(Dataset records)
[Start of Attachment]

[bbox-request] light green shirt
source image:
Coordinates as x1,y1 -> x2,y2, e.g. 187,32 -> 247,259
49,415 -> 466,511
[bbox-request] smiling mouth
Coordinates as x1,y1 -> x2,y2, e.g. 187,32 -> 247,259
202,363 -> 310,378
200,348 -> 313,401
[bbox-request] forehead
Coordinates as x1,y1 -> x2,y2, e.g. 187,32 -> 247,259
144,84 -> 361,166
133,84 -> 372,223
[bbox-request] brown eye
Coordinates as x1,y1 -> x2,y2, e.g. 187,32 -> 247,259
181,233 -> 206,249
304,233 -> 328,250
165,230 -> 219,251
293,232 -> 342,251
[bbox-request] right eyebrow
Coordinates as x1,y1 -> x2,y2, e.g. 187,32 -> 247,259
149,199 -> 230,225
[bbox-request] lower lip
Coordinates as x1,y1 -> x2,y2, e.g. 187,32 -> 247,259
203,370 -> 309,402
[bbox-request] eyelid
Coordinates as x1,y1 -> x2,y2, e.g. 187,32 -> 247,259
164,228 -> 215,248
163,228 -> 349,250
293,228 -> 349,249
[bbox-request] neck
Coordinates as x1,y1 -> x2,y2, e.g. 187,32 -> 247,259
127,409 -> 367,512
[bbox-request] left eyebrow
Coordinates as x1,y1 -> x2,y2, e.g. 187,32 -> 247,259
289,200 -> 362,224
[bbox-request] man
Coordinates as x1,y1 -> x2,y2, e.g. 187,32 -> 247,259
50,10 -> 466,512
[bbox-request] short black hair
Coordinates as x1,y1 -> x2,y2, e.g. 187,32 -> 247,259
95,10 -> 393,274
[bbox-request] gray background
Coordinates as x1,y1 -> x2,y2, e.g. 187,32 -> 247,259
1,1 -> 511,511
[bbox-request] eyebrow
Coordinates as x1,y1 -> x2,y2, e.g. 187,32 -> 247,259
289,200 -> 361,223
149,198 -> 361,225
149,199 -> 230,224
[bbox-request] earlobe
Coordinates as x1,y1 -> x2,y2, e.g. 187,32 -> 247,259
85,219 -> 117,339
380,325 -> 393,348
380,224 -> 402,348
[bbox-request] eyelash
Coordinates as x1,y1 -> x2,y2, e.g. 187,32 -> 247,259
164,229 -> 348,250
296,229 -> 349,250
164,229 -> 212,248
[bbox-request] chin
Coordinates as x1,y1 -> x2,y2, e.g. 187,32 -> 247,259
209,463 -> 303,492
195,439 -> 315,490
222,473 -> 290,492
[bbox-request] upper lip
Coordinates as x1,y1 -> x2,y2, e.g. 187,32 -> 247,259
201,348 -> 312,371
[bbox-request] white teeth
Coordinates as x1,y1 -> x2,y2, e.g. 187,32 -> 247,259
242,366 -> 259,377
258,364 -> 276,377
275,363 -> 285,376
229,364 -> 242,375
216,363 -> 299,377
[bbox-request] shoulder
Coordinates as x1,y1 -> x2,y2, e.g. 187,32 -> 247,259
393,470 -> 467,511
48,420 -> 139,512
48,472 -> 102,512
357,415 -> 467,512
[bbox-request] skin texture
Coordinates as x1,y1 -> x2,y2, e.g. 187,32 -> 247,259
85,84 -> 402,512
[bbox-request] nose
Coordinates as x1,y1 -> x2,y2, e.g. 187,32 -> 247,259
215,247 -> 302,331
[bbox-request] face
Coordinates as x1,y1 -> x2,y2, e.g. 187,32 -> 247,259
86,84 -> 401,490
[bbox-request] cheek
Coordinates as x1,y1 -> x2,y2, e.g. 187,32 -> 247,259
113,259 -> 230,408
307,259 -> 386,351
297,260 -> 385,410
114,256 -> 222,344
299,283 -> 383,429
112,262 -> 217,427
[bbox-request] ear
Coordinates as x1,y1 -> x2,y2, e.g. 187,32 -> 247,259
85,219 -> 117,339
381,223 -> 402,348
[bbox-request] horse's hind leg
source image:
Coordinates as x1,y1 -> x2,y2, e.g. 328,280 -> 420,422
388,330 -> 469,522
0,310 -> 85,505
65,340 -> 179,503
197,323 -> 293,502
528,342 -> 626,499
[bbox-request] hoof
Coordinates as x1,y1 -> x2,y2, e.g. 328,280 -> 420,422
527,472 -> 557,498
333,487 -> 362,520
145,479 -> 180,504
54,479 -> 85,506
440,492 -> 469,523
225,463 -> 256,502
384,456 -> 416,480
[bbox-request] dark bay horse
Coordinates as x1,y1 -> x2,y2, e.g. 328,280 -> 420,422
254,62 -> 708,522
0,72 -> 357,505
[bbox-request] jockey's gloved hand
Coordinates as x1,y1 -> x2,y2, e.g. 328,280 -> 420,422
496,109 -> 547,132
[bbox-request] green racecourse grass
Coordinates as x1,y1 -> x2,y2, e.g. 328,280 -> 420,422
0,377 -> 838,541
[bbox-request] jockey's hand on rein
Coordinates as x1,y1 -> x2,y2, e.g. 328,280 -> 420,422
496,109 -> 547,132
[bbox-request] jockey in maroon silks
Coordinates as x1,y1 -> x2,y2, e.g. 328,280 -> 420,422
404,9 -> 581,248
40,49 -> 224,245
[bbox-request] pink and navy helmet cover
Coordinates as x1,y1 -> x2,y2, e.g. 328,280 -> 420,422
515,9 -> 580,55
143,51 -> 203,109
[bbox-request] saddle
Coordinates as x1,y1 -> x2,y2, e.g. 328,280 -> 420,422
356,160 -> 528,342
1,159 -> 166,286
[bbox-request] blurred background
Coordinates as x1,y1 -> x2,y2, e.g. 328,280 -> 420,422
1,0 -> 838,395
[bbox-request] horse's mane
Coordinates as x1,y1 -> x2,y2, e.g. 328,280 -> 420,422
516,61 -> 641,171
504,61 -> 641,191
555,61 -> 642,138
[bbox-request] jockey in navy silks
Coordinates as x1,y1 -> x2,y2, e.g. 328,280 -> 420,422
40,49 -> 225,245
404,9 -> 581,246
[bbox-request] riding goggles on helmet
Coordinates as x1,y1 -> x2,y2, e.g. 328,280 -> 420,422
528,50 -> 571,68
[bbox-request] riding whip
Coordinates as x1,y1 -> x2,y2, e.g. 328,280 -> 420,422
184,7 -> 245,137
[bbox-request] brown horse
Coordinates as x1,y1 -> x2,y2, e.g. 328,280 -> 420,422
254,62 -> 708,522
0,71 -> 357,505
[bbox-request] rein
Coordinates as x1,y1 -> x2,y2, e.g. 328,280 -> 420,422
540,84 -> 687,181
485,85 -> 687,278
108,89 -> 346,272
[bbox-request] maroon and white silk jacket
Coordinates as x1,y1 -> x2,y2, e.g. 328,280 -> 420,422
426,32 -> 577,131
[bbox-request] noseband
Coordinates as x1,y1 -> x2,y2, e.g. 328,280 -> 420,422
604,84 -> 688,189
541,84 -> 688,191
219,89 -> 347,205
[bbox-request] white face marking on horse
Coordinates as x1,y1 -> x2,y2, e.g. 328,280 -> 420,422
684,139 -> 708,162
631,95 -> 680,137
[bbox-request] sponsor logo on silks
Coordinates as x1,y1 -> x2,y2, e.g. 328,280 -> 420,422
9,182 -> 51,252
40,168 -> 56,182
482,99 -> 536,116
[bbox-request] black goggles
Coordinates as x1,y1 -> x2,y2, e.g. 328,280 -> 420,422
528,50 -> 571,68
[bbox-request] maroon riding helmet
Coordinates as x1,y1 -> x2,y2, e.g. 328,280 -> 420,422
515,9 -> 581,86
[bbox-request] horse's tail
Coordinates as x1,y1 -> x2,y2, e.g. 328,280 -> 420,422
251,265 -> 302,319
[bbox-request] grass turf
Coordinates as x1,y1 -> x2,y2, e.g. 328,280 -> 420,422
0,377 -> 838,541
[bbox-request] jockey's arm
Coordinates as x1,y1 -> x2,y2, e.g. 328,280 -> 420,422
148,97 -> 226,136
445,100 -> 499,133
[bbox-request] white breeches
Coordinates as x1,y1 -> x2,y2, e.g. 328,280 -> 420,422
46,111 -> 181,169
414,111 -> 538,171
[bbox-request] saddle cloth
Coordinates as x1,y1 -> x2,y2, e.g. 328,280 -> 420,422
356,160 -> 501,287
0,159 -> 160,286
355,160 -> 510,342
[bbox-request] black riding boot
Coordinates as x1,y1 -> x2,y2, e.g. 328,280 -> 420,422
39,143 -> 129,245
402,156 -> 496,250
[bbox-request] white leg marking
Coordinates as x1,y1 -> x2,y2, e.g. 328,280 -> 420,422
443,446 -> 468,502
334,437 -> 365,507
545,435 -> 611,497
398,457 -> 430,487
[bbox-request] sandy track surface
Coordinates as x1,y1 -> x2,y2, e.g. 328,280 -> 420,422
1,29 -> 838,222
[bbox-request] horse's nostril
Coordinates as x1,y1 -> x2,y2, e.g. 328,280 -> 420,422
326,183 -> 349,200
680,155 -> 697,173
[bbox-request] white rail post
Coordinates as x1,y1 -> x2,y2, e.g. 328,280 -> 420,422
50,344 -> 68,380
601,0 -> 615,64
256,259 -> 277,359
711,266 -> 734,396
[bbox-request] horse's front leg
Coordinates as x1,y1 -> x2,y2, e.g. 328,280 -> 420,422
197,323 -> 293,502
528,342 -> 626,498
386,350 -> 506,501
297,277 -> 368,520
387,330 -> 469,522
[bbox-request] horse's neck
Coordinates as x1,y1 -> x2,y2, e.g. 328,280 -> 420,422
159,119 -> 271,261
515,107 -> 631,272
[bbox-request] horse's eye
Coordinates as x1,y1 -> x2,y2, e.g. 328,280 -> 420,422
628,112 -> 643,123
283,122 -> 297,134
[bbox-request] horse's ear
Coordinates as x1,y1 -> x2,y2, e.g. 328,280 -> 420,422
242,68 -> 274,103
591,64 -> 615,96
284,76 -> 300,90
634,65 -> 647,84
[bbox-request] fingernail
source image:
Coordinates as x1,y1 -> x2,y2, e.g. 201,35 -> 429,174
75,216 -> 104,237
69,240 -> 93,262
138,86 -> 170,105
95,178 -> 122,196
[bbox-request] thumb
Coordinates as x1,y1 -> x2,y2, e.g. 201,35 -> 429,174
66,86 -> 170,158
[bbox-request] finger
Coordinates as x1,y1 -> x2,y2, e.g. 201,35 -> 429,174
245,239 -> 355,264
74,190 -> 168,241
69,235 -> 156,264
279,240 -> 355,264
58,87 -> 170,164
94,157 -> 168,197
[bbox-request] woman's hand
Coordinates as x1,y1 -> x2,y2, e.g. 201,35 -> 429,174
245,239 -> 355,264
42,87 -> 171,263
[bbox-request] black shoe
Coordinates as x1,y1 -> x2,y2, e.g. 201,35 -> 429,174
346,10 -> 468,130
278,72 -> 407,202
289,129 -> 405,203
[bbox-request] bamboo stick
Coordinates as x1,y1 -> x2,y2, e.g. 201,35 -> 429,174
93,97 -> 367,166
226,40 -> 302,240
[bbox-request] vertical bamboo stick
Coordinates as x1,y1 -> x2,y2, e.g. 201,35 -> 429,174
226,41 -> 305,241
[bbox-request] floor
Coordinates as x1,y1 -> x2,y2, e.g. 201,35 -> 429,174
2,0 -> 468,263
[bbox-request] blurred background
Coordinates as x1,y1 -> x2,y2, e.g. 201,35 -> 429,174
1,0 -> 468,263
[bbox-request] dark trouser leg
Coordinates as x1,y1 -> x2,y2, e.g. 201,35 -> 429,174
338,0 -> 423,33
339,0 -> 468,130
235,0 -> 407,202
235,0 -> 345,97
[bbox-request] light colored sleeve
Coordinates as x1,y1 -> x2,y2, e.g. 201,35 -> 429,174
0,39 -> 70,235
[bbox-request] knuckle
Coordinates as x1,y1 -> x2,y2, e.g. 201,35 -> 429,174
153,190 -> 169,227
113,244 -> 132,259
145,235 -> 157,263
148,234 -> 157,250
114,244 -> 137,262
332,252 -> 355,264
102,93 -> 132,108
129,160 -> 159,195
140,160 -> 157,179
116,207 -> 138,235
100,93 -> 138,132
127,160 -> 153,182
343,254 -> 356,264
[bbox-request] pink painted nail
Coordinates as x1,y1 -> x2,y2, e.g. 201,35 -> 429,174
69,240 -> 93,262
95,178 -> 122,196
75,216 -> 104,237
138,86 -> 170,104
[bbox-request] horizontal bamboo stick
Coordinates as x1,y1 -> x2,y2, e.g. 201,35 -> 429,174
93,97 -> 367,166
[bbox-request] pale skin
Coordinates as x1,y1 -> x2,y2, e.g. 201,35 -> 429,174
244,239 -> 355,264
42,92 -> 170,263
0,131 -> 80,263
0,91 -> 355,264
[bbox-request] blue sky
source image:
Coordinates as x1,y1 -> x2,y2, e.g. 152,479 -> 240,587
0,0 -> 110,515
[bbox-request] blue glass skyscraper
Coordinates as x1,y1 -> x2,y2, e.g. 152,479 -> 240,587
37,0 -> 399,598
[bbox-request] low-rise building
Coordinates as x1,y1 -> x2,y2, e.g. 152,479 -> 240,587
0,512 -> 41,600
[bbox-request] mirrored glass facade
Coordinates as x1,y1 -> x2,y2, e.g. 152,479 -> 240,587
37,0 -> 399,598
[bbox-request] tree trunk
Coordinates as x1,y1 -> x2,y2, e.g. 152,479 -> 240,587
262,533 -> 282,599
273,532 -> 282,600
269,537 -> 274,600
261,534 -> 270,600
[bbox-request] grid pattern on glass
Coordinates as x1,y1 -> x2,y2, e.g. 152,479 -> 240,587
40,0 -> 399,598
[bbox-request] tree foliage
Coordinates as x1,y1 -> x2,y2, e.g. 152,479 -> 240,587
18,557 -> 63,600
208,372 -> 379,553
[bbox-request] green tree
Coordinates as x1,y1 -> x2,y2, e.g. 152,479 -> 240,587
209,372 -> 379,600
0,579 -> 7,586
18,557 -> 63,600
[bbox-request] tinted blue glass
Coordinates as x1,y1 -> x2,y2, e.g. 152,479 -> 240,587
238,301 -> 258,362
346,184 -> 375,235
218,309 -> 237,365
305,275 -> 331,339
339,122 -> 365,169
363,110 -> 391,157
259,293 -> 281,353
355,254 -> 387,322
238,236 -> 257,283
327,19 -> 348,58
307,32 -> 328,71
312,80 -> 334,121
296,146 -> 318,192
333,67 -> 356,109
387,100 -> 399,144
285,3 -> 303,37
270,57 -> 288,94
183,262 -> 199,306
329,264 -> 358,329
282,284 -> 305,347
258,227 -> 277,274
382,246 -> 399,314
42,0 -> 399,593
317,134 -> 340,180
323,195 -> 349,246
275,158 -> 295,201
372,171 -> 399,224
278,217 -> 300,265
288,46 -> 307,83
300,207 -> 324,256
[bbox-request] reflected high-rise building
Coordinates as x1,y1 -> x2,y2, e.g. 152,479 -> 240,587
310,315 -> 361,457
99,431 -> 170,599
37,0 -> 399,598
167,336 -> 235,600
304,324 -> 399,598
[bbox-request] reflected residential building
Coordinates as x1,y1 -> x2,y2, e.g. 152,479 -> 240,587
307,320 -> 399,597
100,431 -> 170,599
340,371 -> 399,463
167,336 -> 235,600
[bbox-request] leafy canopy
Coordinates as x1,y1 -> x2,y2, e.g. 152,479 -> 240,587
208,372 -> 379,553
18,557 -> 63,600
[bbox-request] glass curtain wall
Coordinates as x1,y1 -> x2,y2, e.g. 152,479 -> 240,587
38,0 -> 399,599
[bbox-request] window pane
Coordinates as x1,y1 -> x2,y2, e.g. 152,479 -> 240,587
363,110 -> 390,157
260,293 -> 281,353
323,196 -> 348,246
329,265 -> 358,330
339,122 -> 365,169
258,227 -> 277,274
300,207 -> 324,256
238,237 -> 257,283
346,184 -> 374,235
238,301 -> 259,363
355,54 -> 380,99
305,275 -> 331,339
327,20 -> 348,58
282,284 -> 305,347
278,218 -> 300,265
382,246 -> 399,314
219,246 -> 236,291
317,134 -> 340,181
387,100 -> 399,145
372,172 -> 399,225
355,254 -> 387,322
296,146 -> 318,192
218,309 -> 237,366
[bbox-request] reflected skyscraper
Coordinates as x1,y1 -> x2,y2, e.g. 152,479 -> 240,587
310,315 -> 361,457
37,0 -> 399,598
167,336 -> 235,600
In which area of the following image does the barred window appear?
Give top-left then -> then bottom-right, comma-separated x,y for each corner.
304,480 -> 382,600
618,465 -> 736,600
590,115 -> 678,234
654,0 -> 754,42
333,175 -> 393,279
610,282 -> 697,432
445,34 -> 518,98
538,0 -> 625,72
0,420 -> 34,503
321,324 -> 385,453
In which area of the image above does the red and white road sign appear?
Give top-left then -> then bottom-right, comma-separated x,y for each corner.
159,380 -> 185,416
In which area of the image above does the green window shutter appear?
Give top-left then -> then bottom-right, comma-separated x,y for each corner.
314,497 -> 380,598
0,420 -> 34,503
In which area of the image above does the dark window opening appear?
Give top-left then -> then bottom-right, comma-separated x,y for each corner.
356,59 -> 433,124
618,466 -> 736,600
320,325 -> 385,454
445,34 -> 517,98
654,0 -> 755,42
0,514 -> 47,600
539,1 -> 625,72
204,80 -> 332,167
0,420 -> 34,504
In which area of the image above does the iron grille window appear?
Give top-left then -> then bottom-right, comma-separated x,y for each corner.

[End of Attachment]

YOUR INSTRUCTIONS
The lines above from the one containing "[bbox-request] leafy canopy" through the one containing "In which area of the image above does the dark" are to be set down exactly, and no others.

EXERCISE OUTPUT
[bbox-request] leafy canopy
Coordinates as x1,y1 -> x2,y2, e.g. 152,479 -> 240,587
208,372 -> 379,553
18,557 -> 63,600
[bbox-request] glass curtain wall
Coordinates as x1,y1 -> x2,y2, e.g. 152,479 -> 240,587
38,0 -> 399,599
[bbox-request] window pane
Coordinates as x1,y1 -> x2,y2, e.g. 152,479 -> 240,587
363,110 -> 390,157
260,293 -> 281,353
323,196 -> 348,246
329,265 -> 358,330
339,122 -> 365,169
258,227 -> 277,274
300,207 -> 324,256
238,237 -> 257,283
346,184 -> 374,235
238,301 -> 259,363
355,54 -> 380,99
305,275 -> 331,339
327,20 -> 348,58
282,284 -> 305,347
278,218 -> 300,265
382,246 -> 399,314
219,246 -> 236,291
317,134 -> 340,181
387,100 -> 399,145
372,172 -> 399,225
355,254 -> 387,322
296,146 -> 318,192
218,309 -> 237,366
[bbox-request] reflected skyscraper
Coordinates as x1,y1 -> x2,y2, e.g. 152,479 -> 240,587
310,315 -> 361,457
37,0 -> 399,598
167,336 -> 235,600
In which area of the following image does the barred window appear?
Give top-left then -> then bottom-right, comma-separated x,y for each corner.
304,480 -> 382,600
618,465 -> 736,600
590,115 -> 678,234
654,0 -> 754,42
333,175 -> 393,279
610,282 -> 697,432
445,34 -> 518,98
538,0 -> 625,72
0,420 -> 34,503
321,324 -> 385,453
In which area of the image above does the red and white road sign appear?
Give top-left then -> then bottom-right, comma-separated x,y for each corner.
159,380 -> 185,416
In which area of the image above does the green window shutter appear?
Give top-left then -> then bottom-right, comma-separated x,y for each corner.
314,497 -> 380,598
0,420 -> 34,503
In which area of the image above does the dark window opening appear?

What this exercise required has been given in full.